(RECORDS SUPPLIED)

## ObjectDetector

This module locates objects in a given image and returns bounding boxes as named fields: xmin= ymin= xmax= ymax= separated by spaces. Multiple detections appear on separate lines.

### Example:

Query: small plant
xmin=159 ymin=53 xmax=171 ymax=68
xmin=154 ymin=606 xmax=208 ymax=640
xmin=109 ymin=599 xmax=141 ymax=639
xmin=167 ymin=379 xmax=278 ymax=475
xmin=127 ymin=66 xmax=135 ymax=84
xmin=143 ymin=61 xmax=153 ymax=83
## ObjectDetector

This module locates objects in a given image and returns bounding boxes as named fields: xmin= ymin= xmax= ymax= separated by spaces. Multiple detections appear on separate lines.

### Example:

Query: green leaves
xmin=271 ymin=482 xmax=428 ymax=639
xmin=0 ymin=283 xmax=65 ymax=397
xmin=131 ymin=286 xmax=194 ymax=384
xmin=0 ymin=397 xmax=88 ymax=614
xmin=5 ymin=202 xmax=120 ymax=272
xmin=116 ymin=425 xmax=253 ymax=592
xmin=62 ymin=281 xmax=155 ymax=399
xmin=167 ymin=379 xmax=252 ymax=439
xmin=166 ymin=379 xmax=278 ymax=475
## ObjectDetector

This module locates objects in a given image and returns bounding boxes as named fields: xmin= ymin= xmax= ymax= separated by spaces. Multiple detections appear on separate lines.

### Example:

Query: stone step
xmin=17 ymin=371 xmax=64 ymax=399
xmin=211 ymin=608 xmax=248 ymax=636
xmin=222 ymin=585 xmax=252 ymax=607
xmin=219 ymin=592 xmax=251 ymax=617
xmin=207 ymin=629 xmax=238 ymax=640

(End RECORDS SUPPLIED)

## PROBLEM STATEMENT
Repeat the material above in full, exactly as it stands.

## RESULT OF THE TASK
## ObjectDetector

This module locates objects in a given image and returns bounding boxes as named fields: xmin= ymin= xmax= ymax= separated by spaces. Multiple detections appear on separate lines.

### Example:

Query: small plant
xmin=159 ymin=53 xmax=171 ymax=68
xmin=154 ymin=606 xmax=208 ymax=640
xmin=109 ymin=599 xmax=141 ymax=639
xmin=167 ymin=379 xmax=278 ymax=475
xmin=127 ymin=66 xmax=135 ymax=84
xmin=143 ymin=61 xmax=153 ymax=83
## ObjectDetector

This module locates objects in a given image and returns bounding boxes as named fields: xmin= ymin= xmax= ymax= separated by spaces. Multiple detections appear on separate lines.

### Example:

Query: green leaves
xmin=271 ymin=482 xmax=428 ymax=639
xmin=0 ymin=283 xmax=65 ymax=397
xmin=131 ymin=286 xmax=194 ymax=384
xmin=0 ymin=397 xmax=88 ymax=614
xmin=5 ymin=202 xmax=120 ymax=272
xmin=116 ymin=425 xmax=253 ymax=592
xmin=62 ymin=281 xmax=155 ymax=399
xmin=167 ymin=379 xmax=252 ymax=439
xmin=166 ymin=379 xmax=278 ymax=475
## ObjectDetector

This module locates objects in a given image and returns bounding boxes as named fields: xmin= ymin= xmax= ymax= separated by spaces. Multiple detections appear on separate lines.

### Example:

Query: stone step
xmin=17 ymin=371 xmax=64 ymax=399
xmin=211 ymin=608 xmax=248 ymax=636
xmin=222 ymin=585 xmax=252 ymax=607
xmin=219 ymin=592 xmax=251 ymax=617
xmin=207 ymin=629 xmax=238 ymax=640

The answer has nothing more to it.